WHAT IS NEEDED:
Format every line of the records below as a numbered list, leaving out any blank lines.

RECORDS SUPPLIED:
================================
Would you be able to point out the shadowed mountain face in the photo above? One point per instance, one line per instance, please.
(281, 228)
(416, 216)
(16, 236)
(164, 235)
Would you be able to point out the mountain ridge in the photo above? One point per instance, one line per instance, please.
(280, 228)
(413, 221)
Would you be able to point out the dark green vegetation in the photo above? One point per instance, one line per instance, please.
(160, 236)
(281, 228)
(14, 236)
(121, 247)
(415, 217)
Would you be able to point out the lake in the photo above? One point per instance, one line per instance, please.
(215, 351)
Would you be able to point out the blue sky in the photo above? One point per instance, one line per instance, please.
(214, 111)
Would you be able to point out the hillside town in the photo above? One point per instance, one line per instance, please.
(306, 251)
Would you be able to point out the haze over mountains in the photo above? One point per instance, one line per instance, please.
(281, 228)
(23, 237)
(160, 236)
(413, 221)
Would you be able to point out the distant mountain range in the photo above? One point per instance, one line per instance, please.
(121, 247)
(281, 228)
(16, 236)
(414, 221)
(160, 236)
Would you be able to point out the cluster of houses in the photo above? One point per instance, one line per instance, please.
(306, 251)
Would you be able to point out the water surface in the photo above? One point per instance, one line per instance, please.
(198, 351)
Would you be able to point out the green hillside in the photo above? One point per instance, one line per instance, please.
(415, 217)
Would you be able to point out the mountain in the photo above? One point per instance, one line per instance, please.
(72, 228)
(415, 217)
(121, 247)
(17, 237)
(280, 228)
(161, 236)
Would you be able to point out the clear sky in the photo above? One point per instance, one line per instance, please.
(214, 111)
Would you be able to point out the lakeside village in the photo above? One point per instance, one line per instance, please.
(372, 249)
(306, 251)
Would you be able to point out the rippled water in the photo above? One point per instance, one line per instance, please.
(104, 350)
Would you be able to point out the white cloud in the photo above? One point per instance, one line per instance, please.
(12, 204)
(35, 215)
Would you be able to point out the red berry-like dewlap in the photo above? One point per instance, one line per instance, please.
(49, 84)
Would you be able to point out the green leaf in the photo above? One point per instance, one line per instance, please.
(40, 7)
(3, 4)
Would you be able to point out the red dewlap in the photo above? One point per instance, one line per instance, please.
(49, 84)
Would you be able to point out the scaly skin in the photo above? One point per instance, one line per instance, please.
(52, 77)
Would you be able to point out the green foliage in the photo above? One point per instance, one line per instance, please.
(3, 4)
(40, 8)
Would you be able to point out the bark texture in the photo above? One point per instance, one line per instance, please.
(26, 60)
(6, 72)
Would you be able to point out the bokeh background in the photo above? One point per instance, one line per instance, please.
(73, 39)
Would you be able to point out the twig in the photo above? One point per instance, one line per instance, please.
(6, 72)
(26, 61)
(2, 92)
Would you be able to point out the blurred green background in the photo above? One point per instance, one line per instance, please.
================================
THE REPLY:
1. Would you be able to point out the shadowed mountain face in the photo above? One point per instance, one line per instance, please.
2. (281, 228)
3. (416, 216)
4. (16, 236)
5. (164, 235)
6. Would you be able to point out the mountain ridge in the photo above? One point per instance, one line per instance, please.
7. (280, 228)
8. (413, 221)
9. Would you be able to point out the dark green vegetation in the photo above? One point per instance, one line per instance, please.
10. (160, 236)
11. (281, 228)
12. (14, 236)
13. (121, 247)
14. (415, 217)
15. Would you be able to point out the lake in the photo above? One point per instance, one line per instance, please.
16. (215, 351)
17. Would you be able to point out the blue sky in the photo above? One point per instance, one line per instance, please.
18. (214, 111)
19. Would you be able to point out the hillside town in the photo above? One point per instance, one line per instance, please.
20. (306, 251)
21. Would you be able to point out the haze over mountains in the photo above? One point per instance, one line per instance, please.
22. (281, 228)
23. (23, 237)
24. (160, 236)
25. (413, 221)
26. Would you be able to point out the distant mountain range in the photo above? One point per instance, one line per instance, please.
27. (121, 247)
28. (281, 228)
29. (16, 236)
30. (414, 221)
31. (160, 236)
32. Would you be able to point out the cluster of houses in the photo above? One point per instance, one line per instance, please.
33. (306, 251)
34. Would you be able to point out the water surface in the photo above? One point per instance, one line per instance, please.
35. (198, 351)
36. Would you be able to point out the green hillside in the photo above? One point per instance, one line per instance, please.
37. (415, 217)
38. Would you be able to point out the mountain in the photo above? One point per instance, one line per instance, please.
39. (72, 228)
40. (415, 217)
41. (121, 247)
42. (17, 237)
43. (280, 228)
44. (161, 236)
45. Would you be able to point out the clear sky in the photo above? One point per instance, one line per instance, please.
46. (214, 111)
47. Would you be able to point out the lakeside village in the photo above? One point per instance, one line per instance, please.
48. (372, 249)
49. (306, 251)
50. Would you be able to point out the rippled water in the photo above? One point per instance, one line per instance, please.
51. (104, 350)
52. Would you be able to point out the white cloud in the photo above? One point per instance, one line per instance, please.
53. (12, 204)
54. (35, 215)
55. Would you be able to point out the red berry-like dewlap in the photo above? One point per instance, one line per instance, please.
56. (49, 84)
57. Would you be able to point out the green leaf in the photo above? One point per instance, one line per instance, please.
58. (40, 7)
59. (3, 4)
60. Would you be able to point out the red dewlap in the photo above? One point per instance, one line per instance, please.
61. (49, 84)
62. Would you be able to point out the scaly skin in the photo above? One point per instance, one line per instance, please.
63. (52, 77)
64. Would you be able to point out the green foliage in the photo above? One point per instance, one line per instance, please.
65. (3, 4)
66. (40, 8)
67. Would you be able to point out the bark texture in the photo above? One point per instance, one line per instance, please.
68. (26, 60)
69. (6, 72)
70. Would you be able to point out the bokeh background in the photo above? One point per instance, one line per instance, please.
71. (73, 39)
72. Would you be able to point out the twig in the photo above? One point per instance, one line per instance, please.
73. (6, 72)
74. (26, 61)
75. (2, 92)
76. Would you be able to point out the blurred green background in the photo above? One point per instance, one line per instance, please.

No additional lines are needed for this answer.